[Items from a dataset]

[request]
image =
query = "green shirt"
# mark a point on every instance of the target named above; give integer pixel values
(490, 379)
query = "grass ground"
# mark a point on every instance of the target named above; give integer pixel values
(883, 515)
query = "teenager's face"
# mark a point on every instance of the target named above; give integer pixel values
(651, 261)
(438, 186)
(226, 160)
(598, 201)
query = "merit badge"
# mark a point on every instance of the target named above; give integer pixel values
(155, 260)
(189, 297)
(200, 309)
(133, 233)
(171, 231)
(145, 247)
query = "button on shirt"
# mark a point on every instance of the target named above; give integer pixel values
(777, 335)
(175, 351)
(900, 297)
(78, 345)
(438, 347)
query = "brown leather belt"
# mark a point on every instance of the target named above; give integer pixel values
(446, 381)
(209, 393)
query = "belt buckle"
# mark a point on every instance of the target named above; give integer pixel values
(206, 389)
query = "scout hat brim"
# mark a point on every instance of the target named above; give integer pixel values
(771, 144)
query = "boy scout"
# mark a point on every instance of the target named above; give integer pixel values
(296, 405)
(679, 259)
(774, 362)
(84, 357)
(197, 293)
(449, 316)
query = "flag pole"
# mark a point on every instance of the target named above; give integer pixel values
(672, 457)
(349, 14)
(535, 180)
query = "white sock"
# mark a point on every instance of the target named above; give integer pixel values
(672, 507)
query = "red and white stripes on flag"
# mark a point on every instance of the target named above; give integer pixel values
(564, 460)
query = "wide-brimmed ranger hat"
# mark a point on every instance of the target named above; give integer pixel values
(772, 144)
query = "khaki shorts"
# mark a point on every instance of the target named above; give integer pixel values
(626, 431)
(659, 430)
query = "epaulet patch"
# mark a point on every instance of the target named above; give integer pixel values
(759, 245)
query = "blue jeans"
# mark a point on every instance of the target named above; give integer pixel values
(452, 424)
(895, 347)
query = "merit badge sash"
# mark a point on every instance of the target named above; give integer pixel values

▶ [WORK INSTRUCTION] Transcribe the data above in its entirety, exactly.

▶ [SOLUTION FOR THIS TASK]
[request]
image =
query = "green shirt"
# mark a point on every instance of the target named above; give integer pixel values
(490, 379)
query = "grass ground"
# mark a point on every instance of the target named above; give integer pixel values
(883, 515)
query = "teenager's face"
# mark a point on every instance of the target named above; give integer pixel values
(651, 261)
(438, 186)
(226, 160)
(598, 201)
query = "merit badge"
# mark a point on every instance of the target named above; give integer pixel values
(155, 260)
(189, 297)
(200, 309)
(133, 233)
(171, 231)
(145, 247)
query = "button on shirt"
# mark a point on every instance of the target named above; give integer pixel values
(777, 335)
(175, 351)
(900, 297)
(78, 345)
(438, 347)
query = "brown leather belt"
# mark a point on every instance of the target named above; give integer pixel values
(446, 381)
(209, 393)
query = "belt buckle"
# mark a point on every instance of the target named above; give integer pixel values
(206, 389)
query = "scout hat brim"
# mark a point on every instance of the target named above; give integer pixel values
(771, 144)
query = "boy scout"
# mark a point on every instance of the target named above; give integer pixel values
(296, 405)
(679, 259)
(774, 362)
(84, 357)
(197, 293)
(449, 316)
query = "flag pole"
# mark a point on every instance of the target named above; give integer pixel values
(672, 457)
(349, 14)
(535, 180)
query = "white sock"
# mark a point on every instance of the target named above; give integer pixel values
(672, 507)
query = "red and white stripes on flag"
# mark a point on every instance of the target named above; give integer pixel values
(564, 460)
query = "wide-brimmed ranger hat"
# mark a point on every instance of the target named above; give integer pixel values
(772, 144)
query = "khaki shorts"
# mark a point on every instance of the target named above; give integer pixel values
(626, 431)
(659, 430)
query = "epaulet patch"
# mark a point on every instance of the target named above; give integer pixel values
(759, 245)
query = "blue jeans"
# mark a point on every instance of the target named above; give integer pixel values
(452, 424)
(895, 347)
query = "merit badge sash"
# mark a point on every instance of the target named above; give integer pixel values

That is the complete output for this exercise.